PROBLEM DESCRIPTION »
Reproduce the clustering tutorial word for word from "In this project, we" to "of web pages.".

EXCERPT »
──────────
Clustering and De-duplication of web pages using KMeans and TF-IDF

Share this post

In this project, we will learn how to use Python to cluster URLs from Google Search Console by analysing the queries that each page ranks for in Google. We will use KMeans and TF-IDF to identify category groupings and potential duplicated pages.

This tutorial is Part-3 of a series on using unsupervised learning for the clustering of web pages.

  1. Extract Google Search Console Queries by Page (using a python Wrapper)
  2. TF-IDF on Google Search Console Data
  3. Clustering and De-duplication of web pages using KMeans and TF-IDF

First, we will create groupings and show the most common bigrams for each cluster to help define the category label.


Subscribe to my Newsletter


Second, we will identify potential duplicated pages.

We will rely on Scikit-learn and NLTK for this tutorial. The machine learning algorithms covered are:

Getting Started

For this tutorial, you will also need to install Python and install the following libraries from your command prompt or Terminal.

$ pip install scikit-learn

You will also need to install NLTK.

Overview of the Dataset

In the following tutorial, I am using a TF-IDF word vector of Google Search Console queries by pages that we created in the last post of this series.
──────────
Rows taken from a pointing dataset
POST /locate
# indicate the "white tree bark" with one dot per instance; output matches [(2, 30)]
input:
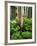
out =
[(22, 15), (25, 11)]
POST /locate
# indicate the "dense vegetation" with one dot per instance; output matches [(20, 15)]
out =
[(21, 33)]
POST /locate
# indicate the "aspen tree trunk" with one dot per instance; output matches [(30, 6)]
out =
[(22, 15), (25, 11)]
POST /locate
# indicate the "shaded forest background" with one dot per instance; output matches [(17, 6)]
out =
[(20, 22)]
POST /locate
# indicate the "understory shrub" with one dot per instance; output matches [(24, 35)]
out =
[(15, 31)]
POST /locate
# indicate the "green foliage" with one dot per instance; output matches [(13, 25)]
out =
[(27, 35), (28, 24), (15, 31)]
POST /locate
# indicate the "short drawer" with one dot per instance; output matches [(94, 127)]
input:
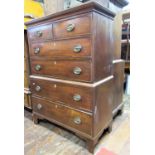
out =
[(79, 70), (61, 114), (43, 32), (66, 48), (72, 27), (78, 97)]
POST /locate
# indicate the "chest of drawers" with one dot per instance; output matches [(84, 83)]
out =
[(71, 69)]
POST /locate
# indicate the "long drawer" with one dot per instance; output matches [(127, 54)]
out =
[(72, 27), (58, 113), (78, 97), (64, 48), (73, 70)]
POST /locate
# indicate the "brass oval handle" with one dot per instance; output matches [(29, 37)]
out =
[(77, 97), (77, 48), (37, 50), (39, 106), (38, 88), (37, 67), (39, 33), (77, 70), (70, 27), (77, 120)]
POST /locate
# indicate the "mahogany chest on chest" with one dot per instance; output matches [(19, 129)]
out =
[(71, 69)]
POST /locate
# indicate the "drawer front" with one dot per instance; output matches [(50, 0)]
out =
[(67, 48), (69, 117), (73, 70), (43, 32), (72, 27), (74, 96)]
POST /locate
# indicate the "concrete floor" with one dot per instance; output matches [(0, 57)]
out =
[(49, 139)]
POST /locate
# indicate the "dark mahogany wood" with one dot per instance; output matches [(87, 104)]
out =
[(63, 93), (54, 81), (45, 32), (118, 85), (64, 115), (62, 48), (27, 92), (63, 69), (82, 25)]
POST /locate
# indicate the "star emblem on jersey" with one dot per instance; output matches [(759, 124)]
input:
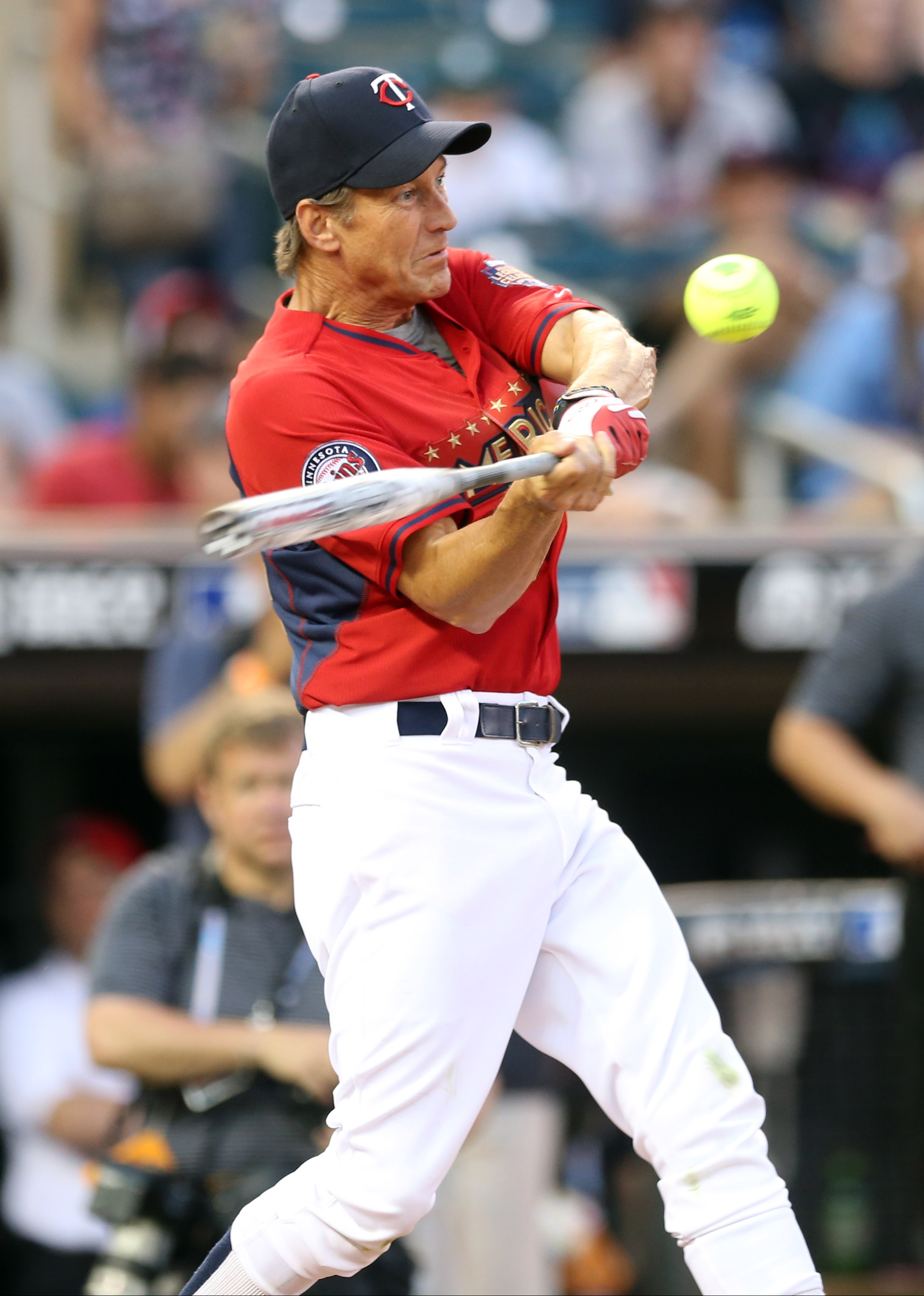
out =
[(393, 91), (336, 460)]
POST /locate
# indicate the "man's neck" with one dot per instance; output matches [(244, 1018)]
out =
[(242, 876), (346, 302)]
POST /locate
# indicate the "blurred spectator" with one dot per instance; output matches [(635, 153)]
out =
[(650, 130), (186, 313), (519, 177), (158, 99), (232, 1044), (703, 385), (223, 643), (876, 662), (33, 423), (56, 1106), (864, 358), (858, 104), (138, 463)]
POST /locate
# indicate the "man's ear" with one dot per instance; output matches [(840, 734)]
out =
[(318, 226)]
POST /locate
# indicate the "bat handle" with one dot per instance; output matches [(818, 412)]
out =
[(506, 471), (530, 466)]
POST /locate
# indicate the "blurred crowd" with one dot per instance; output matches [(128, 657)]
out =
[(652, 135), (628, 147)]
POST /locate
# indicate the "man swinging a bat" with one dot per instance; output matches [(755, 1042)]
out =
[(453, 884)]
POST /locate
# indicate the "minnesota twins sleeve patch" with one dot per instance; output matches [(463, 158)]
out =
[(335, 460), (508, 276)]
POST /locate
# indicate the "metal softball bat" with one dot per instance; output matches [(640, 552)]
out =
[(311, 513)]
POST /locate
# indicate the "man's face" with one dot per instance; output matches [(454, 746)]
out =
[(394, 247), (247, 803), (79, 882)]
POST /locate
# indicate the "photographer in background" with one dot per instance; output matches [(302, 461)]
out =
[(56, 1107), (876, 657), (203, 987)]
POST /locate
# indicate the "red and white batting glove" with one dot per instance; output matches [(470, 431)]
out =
──────────
CORRECT ANSWER »
In this project, we will learn how to use Python to cluster URLs from Google Search Console by analysing the queries that each page ranks for in Google. We will use KMeans and TF-IDF to identify category groupings and potential duplicated pages.

This tutorial is Part-3 of a series on using unsupervised learning for the clustering of web pages.